Once the line with "[(39, 138), (707, 253), (165, 98)]" is found in the data, output it and each following line exactly, up to and including the line with "[(199, 302), (434, 489), (585, 207)]", and nothing before or after.
____________
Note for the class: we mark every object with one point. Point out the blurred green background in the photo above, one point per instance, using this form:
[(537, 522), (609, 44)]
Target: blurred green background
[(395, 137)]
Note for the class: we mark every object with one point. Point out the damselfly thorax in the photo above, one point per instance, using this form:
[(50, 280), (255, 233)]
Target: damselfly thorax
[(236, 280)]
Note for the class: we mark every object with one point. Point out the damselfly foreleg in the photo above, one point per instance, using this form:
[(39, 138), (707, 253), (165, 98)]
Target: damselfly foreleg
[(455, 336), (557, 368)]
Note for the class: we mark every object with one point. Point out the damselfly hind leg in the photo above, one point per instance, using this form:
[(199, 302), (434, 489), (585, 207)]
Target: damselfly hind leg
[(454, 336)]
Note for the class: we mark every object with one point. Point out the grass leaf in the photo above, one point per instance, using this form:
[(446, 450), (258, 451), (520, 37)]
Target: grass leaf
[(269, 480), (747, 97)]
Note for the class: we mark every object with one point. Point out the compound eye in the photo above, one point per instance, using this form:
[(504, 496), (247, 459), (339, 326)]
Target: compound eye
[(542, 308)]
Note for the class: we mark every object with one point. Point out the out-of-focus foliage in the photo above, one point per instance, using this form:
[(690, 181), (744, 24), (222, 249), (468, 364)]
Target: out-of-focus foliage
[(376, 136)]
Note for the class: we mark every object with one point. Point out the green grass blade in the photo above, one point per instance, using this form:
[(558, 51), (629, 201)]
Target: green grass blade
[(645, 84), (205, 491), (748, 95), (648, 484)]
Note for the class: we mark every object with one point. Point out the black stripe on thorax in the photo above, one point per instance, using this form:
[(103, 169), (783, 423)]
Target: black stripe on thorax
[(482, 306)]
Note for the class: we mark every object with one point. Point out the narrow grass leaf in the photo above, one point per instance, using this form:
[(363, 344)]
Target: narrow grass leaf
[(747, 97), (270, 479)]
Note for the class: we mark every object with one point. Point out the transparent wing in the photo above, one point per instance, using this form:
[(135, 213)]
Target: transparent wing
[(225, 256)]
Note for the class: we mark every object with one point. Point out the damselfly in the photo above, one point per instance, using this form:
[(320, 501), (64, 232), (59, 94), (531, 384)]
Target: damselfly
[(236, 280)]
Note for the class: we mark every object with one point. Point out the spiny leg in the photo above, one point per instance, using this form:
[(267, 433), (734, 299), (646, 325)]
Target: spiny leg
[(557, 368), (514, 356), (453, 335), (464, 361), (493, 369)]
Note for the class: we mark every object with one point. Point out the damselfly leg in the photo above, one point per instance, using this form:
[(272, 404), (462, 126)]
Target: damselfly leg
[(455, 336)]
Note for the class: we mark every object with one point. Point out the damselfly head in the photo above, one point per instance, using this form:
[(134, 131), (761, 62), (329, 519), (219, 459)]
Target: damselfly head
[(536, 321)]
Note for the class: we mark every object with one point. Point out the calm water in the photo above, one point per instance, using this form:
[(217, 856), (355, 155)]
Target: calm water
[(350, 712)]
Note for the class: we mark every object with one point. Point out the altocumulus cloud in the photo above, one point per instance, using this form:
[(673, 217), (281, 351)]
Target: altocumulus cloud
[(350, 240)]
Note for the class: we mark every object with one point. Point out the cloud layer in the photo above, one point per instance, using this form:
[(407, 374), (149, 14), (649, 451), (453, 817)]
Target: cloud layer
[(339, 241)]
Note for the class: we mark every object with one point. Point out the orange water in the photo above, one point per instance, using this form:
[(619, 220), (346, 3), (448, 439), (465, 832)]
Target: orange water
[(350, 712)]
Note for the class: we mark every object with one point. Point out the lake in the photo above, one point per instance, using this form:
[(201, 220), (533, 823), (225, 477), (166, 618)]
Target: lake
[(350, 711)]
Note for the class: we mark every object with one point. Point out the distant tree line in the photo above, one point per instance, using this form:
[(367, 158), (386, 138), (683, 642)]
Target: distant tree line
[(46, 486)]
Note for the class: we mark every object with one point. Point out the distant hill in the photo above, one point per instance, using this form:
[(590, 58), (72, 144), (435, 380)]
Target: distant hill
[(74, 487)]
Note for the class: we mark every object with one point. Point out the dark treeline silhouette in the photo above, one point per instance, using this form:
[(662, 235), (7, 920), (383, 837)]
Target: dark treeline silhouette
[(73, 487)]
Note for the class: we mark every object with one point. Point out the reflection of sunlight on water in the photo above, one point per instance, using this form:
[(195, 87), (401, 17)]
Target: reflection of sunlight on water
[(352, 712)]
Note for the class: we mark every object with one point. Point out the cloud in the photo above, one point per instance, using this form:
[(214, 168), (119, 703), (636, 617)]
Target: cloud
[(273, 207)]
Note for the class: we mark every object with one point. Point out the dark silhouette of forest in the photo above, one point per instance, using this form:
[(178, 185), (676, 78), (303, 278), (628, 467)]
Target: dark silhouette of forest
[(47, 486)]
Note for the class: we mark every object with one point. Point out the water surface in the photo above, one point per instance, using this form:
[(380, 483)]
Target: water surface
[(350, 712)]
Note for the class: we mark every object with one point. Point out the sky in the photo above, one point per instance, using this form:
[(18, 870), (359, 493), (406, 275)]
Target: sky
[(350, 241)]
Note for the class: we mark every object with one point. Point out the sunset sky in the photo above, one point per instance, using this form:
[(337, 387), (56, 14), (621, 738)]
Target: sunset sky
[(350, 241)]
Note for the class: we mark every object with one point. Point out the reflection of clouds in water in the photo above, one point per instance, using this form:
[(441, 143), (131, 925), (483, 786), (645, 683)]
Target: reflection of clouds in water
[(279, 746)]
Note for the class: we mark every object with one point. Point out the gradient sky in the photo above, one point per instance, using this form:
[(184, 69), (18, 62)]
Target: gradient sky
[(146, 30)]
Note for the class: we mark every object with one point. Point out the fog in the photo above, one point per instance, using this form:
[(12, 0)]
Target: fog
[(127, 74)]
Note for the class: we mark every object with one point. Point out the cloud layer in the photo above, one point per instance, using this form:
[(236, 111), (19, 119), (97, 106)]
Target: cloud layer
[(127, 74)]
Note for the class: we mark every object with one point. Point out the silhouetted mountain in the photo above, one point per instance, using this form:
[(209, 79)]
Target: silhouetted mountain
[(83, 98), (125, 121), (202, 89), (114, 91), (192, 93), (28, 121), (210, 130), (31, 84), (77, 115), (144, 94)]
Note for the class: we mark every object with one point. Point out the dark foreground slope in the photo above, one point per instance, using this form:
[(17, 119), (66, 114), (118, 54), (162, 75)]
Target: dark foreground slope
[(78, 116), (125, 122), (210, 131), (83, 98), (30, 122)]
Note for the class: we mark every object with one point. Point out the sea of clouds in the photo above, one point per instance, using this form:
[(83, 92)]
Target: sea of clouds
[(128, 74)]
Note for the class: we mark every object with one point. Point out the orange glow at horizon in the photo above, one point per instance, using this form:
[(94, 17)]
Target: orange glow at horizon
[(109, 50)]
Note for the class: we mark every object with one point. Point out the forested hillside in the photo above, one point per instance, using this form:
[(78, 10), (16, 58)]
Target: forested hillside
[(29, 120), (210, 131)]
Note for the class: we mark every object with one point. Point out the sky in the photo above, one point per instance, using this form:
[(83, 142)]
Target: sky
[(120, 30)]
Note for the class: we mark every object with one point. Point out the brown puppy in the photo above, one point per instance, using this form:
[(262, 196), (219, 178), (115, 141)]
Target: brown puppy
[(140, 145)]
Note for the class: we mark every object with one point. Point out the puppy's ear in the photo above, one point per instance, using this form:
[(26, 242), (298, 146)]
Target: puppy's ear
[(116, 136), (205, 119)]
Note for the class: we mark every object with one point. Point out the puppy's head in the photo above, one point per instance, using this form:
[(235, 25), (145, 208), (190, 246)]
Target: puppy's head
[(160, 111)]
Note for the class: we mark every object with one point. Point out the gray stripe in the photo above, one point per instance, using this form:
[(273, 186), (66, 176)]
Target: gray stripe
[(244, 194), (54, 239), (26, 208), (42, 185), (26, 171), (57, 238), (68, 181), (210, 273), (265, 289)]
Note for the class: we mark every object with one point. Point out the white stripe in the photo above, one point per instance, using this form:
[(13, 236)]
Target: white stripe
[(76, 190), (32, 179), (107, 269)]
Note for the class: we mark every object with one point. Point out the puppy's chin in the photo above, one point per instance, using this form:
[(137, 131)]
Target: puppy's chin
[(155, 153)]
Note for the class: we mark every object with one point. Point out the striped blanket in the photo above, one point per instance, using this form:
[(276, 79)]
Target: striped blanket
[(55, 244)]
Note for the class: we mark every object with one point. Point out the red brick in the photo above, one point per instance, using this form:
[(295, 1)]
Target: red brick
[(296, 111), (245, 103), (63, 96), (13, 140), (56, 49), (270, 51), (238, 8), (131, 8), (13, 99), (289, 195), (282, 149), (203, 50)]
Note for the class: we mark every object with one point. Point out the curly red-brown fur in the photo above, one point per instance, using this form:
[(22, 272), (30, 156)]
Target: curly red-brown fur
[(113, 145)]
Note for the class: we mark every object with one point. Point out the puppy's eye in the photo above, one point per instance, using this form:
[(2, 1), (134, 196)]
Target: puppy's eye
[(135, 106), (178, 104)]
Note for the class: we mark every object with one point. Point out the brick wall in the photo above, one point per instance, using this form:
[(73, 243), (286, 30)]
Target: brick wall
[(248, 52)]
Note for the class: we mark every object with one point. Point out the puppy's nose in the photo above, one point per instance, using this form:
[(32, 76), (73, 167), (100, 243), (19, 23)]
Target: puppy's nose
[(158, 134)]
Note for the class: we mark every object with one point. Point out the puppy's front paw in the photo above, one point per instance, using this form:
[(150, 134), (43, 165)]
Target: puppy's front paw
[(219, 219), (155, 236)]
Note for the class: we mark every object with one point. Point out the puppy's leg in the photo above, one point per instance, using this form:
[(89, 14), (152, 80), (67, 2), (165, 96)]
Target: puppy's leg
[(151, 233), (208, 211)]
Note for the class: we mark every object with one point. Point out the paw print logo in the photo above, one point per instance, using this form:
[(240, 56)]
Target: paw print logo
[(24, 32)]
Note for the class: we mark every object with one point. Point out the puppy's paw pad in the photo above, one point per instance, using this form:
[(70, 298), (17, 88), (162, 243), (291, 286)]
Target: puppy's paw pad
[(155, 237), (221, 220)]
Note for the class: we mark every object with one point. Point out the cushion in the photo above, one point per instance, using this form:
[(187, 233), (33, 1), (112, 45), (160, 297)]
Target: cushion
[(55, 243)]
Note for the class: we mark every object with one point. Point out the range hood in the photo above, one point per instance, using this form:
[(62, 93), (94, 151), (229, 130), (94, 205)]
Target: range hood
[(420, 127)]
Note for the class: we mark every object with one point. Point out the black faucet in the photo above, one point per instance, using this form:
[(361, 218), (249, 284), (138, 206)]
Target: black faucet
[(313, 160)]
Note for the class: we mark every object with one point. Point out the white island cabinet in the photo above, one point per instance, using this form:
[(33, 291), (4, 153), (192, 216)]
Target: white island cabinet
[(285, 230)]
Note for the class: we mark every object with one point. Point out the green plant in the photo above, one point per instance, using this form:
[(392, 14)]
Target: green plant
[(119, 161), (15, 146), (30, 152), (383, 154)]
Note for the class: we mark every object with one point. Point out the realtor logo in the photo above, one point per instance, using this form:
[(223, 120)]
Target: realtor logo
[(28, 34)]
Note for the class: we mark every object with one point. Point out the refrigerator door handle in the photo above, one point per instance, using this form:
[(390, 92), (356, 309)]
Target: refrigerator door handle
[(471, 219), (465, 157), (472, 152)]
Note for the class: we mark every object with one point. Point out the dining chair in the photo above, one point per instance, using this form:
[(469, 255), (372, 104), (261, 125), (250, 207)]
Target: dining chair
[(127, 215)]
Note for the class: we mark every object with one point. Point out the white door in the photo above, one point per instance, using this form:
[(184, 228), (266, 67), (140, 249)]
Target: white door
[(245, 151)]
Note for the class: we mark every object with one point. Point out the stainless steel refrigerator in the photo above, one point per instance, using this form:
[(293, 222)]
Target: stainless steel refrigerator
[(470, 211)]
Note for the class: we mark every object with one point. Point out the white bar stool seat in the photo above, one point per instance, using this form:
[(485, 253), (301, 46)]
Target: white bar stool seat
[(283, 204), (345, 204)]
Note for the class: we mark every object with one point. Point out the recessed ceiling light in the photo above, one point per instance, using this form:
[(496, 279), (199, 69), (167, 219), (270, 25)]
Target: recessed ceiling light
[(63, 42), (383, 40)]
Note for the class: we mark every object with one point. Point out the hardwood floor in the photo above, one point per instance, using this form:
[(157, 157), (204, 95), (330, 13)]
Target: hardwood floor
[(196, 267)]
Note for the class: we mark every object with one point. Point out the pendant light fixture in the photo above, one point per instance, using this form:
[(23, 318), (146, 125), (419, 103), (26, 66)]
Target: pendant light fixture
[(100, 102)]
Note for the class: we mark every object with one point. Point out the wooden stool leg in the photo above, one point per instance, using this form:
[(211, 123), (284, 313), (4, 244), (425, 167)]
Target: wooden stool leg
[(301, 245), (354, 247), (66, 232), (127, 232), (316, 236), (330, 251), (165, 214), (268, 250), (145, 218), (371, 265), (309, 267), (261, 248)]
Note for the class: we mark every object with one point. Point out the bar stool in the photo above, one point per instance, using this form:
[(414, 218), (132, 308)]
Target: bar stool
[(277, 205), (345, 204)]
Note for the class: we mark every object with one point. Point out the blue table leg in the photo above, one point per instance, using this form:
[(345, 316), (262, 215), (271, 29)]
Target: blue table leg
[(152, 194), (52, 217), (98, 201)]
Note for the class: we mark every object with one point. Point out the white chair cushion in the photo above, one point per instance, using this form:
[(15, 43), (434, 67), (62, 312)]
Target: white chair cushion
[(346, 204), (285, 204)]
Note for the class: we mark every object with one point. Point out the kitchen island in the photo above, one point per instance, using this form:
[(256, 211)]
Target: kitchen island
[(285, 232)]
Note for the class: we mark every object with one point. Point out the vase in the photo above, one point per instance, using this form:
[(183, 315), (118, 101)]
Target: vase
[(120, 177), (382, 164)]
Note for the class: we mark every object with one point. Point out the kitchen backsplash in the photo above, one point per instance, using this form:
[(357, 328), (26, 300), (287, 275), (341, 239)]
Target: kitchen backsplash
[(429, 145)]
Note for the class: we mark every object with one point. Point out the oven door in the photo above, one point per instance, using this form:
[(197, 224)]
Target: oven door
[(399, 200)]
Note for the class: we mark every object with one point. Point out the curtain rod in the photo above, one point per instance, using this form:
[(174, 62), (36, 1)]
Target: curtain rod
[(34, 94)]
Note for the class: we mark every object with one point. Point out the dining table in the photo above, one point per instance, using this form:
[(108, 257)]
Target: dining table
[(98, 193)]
____________
* Response area
[(39, 138), (707, 253), (165, 98)]
Target: damselfly foreleg
[(455, 336), (557, 368)]
Note for the class: we mark every object with one point. Point out the damselfly hind leg in the photo above, one point per instance, using this form:
[(199, 302), (434, 489), (585, 207)]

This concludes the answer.